## Start
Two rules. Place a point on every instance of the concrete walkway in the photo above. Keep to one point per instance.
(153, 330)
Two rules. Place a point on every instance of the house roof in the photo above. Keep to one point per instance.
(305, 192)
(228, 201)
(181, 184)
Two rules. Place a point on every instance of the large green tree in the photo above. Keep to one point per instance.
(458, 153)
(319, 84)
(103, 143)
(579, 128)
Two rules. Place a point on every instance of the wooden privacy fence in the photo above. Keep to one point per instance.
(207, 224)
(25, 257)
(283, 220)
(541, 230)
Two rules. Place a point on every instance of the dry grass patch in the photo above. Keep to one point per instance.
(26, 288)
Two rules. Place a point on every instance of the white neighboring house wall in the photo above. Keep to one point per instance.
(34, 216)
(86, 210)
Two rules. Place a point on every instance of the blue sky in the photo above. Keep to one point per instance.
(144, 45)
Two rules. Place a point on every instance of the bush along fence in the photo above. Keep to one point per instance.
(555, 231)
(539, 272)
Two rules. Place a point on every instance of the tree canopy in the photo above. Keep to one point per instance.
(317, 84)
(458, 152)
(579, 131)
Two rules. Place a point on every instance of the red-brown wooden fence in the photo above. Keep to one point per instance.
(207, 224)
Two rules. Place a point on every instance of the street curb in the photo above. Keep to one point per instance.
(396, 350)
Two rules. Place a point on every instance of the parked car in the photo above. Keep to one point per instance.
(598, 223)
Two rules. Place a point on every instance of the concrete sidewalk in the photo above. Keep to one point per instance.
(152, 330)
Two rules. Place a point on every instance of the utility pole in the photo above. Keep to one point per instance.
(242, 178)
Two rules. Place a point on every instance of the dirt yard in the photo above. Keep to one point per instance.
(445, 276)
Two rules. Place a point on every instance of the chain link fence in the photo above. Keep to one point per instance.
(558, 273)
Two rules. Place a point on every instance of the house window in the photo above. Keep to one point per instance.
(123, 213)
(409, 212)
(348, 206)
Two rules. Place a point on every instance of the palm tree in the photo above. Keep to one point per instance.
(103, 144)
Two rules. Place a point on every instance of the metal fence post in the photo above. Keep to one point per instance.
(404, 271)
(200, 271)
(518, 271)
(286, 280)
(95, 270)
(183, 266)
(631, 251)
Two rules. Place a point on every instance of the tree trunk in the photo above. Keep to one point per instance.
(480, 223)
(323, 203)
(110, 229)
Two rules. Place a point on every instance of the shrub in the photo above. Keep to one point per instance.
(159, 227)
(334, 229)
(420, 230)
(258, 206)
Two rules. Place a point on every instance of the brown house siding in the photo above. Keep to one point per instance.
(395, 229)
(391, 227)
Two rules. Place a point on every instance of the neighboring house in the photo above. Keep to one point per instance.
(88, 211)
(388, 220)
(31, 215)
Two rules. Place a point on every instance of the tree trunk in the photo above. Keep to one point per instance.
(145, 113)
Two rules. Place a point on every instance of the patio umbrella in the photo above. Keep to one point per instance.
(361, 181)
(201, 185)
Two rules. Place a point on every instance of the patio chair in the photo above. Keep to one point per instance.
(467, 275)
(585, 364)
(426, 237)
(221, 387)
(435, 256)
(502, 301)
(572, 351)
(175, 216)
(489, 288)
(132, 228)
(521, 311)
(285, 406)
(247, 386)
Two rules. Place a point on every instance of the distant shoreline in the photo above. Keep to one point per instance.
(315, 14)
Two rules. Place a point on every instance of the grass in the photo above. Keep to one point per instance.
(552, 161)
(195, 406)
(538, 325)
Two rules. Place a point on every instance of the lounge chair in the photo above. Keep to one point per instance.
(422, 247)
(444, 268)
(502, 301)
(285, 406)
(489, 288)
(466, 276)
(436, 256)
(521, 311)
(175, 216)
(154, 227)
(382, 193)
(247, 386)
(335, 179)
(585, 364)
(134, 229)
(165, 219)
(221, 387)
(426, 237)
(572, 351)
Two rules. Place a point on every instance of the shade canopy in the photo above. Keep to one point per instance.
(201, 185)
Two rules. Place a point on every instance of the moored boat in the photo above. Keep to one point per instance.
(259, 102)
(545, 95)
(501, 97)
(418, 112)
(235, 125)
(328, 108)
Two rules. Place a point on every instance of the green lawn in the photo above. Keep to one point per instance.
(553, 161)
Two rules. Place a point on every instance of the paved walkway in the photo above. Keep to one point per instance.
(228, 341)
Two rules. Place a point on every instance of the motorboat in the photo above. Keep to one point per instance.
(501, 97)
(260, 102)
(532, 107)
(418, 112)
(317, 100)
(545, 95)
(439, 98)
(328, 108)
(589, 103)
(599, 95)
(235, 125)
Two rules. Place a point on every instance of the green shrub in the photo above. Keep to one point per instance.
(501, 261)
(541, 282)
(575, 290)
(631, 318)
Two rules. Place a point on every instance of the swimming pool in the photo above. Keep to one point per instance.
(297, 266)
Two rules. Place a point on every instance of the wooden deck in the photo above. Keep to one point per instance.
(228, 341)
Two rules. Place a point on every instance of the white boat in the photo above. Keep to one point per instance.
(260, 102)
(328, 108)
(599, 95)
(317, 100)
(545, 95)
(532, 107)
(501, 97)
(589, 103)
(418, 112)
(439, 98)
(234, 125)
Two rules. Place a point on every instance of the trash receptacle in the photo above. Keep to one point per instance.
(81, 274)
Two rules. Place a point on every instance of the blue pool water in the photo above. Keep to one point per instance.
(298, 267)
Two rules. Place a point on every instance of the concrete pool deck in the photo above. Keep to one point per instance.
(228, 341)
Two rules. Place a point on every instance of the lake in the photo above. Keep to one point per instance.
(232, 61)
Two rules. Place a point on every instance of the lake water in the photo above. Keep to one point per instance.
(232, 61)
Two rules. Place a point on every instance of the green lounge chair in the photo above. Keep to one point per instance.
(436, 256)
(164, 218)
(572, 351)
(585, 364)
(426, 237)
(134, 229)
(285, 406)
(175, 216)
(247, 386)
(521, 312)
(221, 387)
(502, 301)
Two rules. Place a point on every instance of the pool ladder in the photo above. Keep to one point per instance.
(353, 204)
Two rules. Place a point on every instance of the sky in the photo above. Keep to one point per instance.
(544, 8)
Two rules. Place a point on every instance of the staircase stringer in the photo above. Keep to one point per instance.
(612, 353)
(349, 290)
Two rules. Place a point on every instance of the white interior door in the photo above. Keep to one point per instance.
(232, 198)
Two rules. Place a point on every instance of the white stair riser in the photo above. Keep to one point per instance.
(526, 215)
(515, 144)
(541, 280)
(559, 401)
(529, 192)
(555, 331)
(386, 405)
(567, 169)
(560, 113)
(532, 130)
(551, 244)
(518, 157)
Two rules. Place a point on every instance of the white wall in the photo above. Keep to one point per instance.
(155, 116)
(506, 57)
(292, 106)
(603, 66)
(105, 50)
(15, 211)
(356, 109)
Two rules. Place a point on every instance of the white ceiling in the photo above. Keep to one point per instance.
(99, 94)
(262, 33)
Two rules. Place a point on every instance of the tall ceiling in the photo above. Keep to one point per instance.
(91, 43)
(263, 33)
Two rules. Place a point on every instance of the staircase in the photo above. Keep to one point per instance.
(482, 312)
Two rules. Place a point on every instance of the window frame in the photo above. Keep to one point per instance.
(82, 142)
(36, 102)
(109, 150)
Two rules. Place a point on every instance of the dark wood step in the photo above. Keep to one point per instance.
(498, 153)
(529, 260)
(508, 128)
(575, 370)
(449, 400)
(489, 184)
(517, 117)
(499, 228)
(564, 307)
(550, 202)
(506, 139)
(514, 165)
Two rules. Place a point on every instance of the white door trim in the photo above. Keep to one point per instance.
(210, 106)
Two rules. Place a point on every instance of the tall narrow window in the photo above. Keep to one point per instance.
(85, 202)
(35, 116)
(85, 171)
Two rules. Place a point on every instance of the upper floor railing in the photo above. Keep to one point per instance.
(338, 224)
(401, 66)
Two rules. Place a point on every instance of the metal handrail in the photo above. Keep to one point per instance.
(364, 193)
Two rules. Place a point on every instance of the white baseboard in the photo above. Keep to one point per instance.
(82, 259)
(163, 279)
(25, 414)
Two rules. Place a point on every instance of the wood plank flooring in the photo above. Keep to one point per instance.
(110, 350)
## End
The exercise —
Each line from the one containing "the white door" to the end of the records should be echoed exactly, and no other line.

The completed task —
Two rules. Place a point on every instance of the white door trim in the photo above. Keep to one point per instance.
(210, 106)
Two rules. Place a point on every instance of the tall narrow window in the photo above. Keep to one point per instance.
(85, 202)
(35, 116)
(85, 171)
Two rules. Place a point on every instance of the upper floor railing in the photo above. Keep to one point per instance.
(338, 224)
(401, 66)
Two rules. Place a point on every instance of the metal handrail in the photo above. Keep to one point per instance.
(364, 193)
Two rules. Place a point on every instance of the white baseboard in the photo above. Keep to one point per instance.
(82, 259)
(163, 279)
(25, 414)
Two rules. Place a point on every instance of the wood plank flooring in the photo above. Keep to one point per instance.
(110, 350)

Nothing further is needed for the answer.